GIVEN ENTRIES Start Marker

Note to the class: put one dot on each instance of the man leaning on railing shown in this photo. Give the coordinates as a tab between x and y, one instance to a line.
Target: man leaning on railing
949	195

GIVEN ENTRIES End Marker
GIVEN ENTRIES Start Marker

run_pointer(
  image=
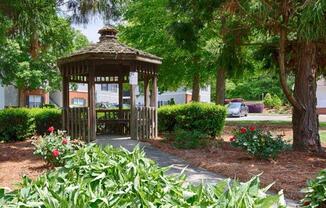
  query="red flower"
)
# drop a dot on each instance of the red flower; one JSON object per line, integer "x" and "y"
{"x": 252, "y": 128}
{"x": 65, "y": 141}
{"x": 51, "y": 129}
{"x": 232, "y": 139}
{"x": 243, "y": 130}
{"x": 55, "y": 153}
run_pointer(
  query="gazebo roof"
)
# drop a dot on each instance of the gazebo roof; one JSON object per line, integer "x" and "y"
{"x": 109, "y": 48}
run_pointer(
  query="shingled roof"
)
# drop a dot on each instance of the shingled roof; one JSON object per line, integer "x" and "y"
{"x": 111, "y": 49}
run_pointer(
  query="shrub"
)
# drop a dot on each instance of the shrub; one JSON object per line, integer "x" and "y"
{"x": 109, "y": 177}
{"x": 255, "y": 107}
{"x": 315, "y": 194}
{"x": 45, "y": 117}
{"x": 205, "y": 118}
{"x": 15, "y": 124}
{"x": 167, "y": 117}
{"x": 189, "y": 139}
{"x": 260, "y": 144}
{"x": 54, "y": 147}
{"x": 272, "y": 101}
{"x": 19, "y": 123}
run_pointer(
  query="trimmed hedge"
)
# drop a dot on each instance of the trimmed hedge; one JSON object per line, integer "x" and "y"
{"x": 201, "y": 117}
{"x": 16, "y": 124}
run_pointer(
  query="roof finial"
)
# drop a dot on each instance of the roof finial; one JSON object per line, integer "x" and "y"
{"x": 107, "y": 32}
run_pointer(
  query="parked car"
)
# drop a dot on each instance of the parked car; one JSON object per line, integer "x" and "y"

GIVEN ENTRIES End Marker
GIVEN ENTRIES Start Marker

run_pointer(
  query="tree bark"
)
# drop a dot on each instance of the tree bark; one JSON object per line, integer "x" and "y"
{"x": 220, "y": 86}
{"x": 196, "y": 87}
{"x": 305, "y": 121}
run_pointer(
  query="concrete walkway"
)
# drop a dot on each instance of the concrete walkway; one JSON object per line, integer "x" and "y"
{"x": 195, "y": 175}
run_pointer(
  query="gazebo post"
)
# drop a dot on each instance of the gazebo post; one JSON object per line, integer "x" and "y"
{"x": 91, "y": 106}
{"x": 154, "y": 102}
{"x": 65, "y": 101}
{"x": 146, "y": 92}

GIVEN ENTRIES End Marker

• _TASK GOAL_:
Run a filter over the data above and keep each line that contains the word "parked".

• _EXERCISE RESPONSE_:
  query="parked car"
# drop a dot on each instance of the parked car; one JSON object per line, integer "x" and "y"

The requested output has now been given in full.